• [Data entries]
======
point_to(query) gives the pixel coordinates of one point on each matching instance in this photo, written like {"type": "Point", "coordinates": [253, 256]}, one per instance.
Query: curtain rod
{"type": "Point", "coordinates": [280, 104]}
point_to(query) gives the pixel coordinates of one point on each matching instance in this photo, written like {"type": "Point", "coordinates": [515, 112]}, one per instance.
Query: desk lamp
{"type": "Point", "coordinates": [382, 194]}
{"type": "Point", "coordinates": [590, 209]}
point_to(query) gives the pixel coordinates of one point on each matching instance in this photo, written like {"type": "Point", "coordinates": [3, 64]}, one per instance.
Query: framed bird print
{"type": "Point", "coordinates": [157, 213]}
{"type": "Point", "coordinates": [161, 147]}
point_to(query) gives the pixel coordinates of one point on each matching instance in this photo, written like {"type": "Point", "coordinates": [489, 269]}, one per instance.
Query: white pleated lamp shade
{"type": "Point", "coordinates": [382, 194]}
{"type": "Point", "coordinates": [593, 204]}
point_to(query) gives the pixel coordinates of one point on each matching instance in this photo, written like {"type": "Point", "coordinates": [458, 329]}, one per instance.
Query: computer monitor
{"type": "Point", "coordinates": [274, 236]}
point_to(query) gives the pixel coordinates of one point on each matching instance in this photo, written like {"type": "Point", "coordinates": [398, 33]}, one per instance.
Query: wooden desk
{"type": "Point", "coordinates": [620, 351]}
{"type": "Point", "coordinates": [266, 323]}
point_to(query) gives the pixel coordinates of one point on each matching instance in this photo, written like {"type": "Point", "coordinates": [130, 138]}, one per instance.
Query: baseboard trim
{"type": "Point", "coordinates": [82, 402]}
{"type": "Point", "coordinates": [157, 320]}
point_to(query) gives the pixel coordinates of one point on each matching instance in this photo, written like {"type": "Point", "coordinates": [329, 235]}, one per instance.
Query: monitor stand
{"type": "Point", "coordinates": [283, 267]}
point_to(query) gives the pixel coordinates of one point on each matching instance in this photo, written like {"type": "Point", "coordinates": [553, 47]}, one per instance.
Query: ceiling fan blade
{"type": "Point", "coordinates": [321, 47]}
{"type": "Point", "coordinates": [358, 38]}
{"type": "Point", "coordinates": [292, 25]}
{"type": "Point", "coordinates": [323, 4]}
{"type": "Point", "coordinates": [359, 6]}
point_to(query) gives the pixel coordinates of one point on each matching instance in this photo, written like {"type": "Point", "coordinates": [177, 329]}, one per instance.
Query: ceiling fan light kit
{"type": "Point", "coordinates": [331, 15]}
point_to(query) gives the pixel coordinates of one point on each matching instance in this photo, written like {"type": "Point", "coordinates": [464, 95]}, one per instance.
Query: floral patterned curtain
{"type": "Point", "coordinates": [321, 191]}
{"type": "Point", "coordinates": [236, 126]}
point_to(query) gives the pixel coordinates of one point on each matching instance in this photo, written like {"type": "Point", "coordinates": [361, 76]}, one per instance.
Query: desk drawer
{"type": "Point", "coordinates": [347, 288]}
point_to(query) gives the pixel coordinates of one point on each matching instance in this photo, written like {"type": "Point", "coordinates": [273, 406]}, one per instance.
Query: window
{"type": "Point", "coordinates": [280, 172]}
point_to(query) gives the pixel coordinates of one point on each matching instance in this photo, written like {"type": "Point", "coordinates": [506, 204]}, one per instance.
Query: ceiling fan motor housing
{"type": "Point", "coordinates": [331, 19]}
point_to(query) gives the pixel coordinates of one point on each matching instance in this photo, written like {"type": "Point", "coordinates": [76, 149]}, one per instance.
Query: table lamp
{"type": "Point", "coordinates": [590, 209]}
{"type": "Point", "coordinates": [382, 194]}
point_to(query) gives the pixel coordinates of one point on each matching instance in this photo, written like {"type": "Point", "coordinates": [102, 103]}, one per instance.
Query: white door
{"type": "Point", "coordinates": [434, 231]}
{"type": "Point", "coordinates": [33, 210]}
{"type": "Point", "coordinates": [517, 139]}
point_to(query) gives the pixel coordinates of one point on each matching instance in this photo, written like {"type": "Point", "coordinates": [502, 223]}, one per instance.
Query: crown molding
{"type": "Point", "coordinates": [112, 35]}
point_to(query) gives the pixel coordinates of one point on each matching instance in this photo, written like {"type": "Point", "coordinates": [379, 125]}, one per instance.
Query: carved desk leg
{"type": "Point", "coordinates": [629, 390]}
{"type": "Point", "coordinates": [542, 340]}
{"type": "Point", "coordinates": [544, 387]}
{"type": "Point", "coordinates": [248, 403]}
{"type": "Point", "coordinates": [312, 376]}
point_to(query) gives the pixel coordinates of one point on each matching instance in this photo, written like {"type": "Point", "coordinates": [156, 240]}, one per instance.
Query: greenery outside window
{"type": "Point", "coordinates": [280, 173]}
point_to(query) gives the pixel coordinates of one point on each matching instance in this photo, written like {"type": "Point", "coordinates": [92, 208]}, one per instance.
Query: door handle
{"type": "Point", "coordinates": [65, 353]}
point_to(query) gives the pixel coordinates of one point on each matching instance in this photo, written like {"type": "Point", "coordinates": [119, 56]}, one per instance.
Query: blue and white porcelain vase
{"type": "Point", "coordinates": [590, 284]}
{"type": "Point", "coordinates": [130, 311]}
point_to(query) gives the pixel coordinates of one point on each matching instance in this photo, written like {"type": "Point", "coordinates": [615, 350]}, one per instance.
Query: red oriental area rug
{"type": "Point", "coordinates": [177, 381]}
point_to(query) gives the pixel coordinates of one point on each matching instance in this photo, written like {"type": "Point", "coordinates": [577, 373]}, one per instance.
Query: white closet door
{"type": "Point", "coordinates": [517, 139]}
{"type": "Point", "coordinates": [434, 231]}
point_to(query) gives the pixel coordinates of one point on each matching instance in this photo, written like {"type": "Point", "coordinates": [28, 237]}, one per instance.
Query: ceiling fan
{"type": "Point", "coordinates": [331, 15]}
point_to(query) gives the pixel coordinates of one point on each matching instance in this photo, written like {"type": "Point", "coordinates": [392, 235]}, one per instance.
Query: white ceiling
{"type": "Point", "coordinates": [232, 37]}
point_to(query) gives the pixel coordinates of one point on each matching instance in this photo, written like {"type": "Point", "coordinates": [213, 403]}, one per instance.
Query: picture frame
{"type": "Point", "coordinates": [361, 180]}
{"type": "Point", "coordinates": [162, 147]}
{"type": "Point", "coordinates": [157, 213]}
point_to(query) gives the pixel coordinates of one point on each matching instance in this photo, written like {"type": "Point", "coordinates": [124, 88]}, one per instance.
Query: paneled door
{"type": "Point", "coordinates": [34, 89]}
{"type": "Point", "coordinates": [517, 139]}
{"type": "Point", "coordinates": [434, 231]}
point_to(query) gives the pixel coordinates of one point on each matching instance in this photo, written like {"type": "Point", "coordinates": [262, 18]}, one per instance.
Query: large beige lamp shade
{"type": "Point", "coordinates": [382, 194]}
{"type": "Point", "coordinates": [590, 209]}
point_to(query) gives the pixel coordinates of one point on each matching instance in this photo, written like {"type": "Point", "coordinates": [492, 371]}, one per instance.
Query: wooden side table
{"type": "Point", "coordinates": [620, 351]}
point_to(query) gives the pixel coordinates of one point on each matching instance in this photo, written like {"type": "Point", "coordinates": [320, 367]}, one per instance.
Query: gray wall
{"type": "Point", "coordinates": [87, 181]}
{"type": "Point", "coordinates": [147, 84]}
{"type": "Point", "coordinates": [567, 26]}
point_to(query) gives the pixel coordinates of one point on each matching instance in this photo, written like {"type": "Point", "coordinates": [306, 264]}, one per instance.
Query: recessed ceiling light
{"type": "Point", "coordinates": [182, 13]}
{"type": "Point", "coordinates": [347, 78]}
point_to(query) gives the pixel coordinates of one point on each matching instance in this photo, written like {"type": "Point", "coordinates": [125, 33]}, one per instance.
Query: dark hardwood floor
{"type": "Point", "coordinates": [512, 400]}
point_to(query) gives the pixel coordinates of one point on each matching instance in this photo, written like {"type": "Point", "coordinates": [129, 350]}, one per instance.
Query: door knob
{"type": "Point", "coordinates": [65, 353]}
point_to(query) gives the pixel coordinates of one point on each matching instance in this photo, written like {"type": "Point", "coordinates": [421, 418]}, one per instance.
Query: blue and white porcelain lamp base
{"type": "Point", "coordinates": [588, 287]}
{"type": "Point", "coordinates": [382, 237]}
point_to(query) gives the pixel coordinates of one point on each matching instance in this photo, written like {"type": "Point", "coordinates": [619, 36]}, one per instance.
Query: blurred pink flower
======
• [SET TASK]
State how many lines in the data above contain the string "table", matching case exactly, and give only that number.

• [CORRECT RESULT]
2